YOUR OBJECTIVE =>
Copy out each line of the data holding "jacket".

[Referring expression data]
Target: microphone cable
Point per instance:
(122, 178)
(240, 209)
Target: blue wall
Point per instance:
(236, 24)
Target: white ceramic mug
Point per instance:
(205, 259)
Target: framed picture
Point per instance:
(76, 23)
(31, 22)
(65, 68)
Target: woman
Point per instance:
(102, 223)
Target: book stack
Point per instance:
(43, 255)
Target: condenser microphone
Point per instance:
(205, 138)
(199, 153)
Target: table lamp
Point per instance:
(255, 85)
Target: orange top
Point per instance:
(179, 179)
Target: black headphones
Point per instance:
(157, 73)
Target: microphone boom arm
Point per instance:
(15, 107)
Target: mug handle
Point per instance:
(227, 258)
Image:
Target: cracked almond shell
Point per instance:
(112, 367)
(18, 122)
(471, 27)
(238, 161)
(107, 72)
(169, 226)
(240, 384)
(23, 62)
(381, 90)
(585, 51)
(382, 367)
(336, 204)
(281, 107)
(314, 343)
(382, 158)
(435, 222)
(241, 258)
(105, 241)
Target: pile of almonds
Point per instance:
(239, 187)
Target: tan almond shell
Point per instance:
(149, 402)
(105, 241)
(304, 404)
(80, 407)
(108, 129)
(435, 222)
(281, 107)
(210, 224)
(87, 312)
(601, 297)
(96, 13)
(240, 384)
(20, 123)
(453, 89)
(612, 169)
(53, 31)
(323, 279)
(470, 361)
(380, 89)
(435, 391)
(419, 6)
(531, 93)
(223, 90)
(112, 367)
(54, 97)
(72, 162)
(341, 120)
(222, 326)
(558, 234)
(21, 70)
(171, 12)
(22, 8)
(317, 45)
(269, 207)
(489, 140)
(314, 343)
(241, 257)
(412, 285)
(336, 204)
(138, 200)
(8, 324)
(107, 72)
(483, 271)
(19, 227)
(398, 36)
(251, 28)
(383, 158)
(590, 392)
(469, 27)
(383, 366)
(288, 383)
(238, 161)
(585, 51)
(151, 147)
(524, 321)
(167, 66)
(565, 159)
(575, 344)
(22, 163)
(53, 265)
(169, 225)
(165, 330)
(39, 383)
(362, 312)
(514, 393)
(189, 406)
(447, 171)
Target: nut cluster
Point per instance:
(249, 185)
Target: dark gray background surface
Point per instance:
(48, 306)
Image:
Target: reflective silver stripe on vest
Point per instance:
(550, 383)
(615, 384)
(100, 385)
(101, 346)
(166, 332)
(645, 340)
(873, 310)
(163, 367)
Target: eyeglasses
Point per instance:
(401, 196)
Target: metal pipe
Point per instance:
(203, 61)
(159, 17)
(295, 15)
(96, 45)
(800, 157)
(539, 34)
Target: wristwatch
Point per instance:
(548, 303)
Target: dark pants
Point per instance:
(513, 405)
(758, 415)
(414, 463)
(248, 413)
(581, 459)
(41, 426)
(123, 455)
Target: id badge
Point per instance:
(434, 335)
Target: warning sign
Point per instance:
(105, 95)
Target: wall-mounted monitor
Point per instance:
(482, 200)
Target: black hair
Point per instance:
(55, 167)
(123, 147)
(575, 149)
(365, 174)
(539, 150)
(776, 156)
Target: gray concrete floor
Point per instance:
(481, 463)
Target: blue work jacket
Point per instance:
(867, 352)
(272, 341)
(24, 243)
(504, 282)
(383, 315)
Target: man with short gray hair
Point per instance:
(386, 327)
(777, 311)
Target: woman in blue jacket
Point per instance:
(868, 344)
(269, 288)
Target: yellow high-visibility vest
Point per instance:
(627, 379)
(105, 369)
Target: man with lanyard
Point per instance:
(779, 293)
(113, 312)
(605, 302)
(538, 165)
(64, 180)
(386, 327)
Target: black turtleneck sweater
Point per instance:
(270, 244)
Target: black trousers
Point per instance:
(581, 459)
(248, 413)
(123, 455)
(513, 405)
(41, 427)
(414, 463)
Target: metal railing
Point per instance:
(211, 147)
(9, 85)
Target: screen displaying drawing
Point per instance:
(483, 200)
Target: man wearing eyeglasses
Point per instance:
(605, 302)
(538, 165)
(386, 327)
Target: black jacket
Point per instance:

EXERCISE ANSWER =>
Target: blue work jacket
Target: woman in blue jacket
Target: black jacket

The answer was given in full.